- TEXT PROVIDED:
- Opening Delimiter -

Carriers boosting cargo operations to stay viable as pandemic blocks passengers at home

With COVID-19 quickly expanding worldwide and strict travel restrictions imposed by many countries, the global aviation industry is expected to continue to suffer heavily and the air travel market in China is set to see its first annual loss since 2008, an industry expert predicted.

Despite the coronavirus pandemic receding in China recently and domestic air travel gradually picking up, the severe conditions overseas have cut capacity of international flights to a tiny fraction of pre-contagion numbers, and it will have an unfavorable impact on Chinese carriers.

"The civil aviation industry in China will suffer losses for sure this year, and it is just a matter of how much it will lose," said Lin Zhijie, an industry analyst and a columnist at civil aviation website carnoc.com.

"The outbreak may catalyze new changes in the pattern of global air transport. The pandemic will have greater impact on countries with severe outbreaks, such as the United States, Italy and Spain," Lin said.

Less-competitive carriers will be easy pickings for the strong. Flybe, recently Europe's largest regional airline, has collapsed into administration regulation, and some other airlines may be acquired or restructured, he added.

The International Air Transport Association said in its latest report that global airlines may burn through $61 billion of cash reserves in the second quarter, and post a quarterly net loss of $39 billion.

The analysis was made under a scenario in which severe travel restrictions will last for three months. In this case, passenger demand will fall by 38 percent and passenger revenue will drop by $252 billion this year compared to 2019.

Chinese airlines are not immune. The three State-owned carriers all said in their latest annual earnings reports that the severe challenges within the global aviation industry will have a negative impact on them, and the level of impact is uncertain.

Shanghai-based China Eastern Airlines said like most other airlines, the unfavorable impact on the company's domestic and international business is unpredictable, and it is unable to predict the influence on its financial performance this year.

Air China said as the contagion is going to have a negative impact on the company in the short term, it will optimize capacity, strengthen cost management and take proactive measures to minimize the impact of the pandemic.

- Closing Delimiter -

- WHAT YOU NEED TO DO:
A: Do these statements agree with the article on airlines and the pandemic? For each, answer yes or no and quote the deciding words. (i) Flybe was recently Europe's largest regional airline. (ii) The International Air Transport Association's analysis assumes severe travel restrictions lasting six months. (iii) China Eastern Airlines is based in Beijing.
B: Extend the article on airlines and the pandemic with a few more paragraphs, picking up right after its last sentence.

- RECORDS PROVIDED:
- Opening Delimiter -

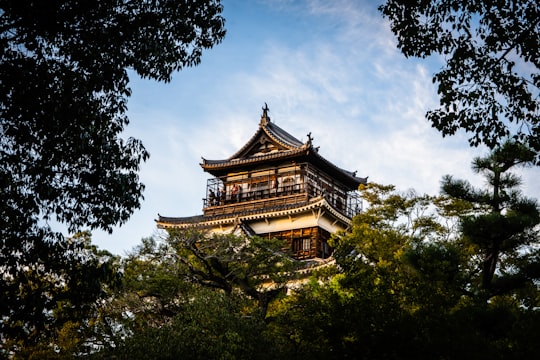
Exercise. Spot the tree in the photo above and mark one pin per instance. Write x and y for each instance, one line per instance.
(257, 267)
(58, 302)
(503, 226)
(490, 82)
(196, 296)
(63, 100)
(405, 285)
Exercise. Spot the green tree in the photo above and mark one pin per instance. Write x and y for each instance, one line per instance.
(195, 296)
(503, 227)
(257, 267)
(207, 324)
(63, 98)
(405, 286)
(490, 81)
(74, 301)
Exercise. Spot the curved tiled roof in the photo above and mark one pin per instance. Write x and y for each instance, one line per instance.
(203, 221)
(291, 148)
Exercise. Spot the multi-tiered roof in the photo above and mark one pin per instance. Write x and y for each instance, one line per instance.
(275, 183)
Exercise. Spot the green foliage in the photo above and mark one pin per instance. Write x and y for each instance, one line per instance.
(63, 99)
(189, 295)
(490, 81)
(59, 301)
(209, 324)
(503, 228)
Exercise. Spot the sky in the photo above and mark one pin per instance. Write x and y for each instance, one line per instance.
(331, 68)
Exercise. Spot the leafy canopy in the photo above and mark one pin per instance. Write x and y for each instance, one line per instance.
(63, 99)
(490, 81)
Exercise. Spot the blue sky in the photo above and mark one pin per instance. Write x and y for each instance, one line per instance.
(326, 67)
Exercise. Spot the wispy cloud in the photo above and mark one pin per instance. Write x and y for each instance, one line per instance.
(344, 81)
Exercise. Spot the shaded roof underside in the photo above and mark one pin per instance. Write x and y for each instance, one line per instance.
(283, 210)
(284, 147)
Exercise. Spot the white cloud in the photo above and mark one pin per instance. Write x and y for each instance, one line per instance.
(347, 84)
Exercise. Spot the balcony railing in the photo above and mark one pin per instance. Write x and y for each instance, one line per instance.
(224, 198)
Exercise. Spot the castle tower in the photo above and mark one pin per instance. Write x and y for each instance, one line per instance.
(277, 186)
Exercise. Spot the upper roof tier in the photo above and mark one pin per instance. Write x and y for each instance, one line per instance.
(272, 145)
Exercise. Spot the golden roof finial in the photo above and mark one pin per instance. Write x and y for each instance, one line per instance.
(265, 119)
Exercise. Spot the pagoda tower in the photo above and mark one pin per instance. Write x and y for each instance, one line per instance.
(278, 187)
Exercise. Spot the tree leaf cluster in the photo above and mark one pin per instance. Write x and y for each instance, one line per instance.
(489, 83)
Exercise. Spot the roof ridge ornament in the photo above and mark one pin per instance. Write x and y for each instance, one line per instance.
(265, 119)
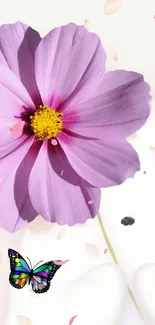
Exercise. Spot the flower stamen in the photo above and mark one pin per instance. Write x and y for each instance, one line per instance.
(46, 123)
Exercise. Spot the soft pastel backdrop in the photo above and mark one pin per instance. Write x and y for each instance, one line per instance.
(85, 286)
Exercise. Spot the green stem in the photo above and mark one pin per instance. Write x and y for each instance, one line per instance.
(111, 250)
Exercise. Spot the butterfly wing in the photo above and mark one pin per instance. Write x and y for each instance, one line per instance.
(20, 270)
(42, 276)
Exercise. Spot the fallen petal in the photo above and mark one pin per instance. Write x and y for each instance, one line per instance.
(54, 142)
(90, 202)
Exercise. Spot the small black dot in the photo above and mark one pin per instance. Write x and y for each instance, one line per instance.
(127, 221)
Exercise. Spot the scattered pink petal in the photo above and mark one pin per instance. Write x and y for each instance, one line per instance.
(54, 142)
(17, 129)
(60, 262)
(72, 319)
(90, 202)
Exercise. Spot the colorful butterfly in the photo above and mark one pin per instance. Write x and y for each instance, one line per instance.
(21, 273)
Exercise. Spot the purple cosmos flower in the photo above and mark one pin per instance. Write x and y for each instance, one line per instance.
(63, 123)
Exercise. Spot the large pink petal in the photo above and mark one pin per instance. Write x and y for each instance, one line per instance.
(119, 107)
(18, 43)
(70, 61)
(13, 96)
(14, 100)
(7, 142)
(102, 163)
(57, 192)
(15, 206)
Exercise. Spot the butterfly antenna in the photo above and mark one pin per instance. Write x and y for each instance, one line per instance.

- Closing Delimiter -

- RESPONSES:
A:
(i) Yes: "Flybe, recently Europe's largest regional airline, has collapsed into administration regulation"
(ii) No: "a scenario in which severe travel restrictions will last for three months"
(iii) No: "Shanghai-based China Eastern Airlines"

B:
The three carriers posted decent financial performance last year. In 2019, Guangzhou-based China Southern Airlines, the country's largest carrier by passenger traffic, achieved revenue of 154.32 billion yuan ($21.7 billion), up 7.45 percent year-on-year. China Eastern recorded revenue of 120.86 billion yuan, up 5.16 percent year-on-year. Air China's top line hit 136.18 billion yuan, down 0.43 percent year-on-year.

Meanwhile, global airlines are vying to stay viable by maximizing cargo freight transport operations using commercial aircraft.

Air New Zealand carried out its first cargo flight operated by a Boeing B787 Dreamliner from Auckland to Shanghai, with the flight arriving on March 31. The aircraft was loaded with premium commodities such as honey and seafood.

The carrier said this is an extremely difficult time with a significant reduction in capacity due to reduced travel demand, but cargo services will ensure key goods such as medical supplies and foodstuffs continue to flow freely in and out of New Zealand.

US carrier Delta Air Lines restarted its regularly scheduled flights between Shanghai and Detroit with cargo-only flights, as demand for medical supplies continues to grow in the US. The flights will operate three times weekly using Airbus A350 aircraft.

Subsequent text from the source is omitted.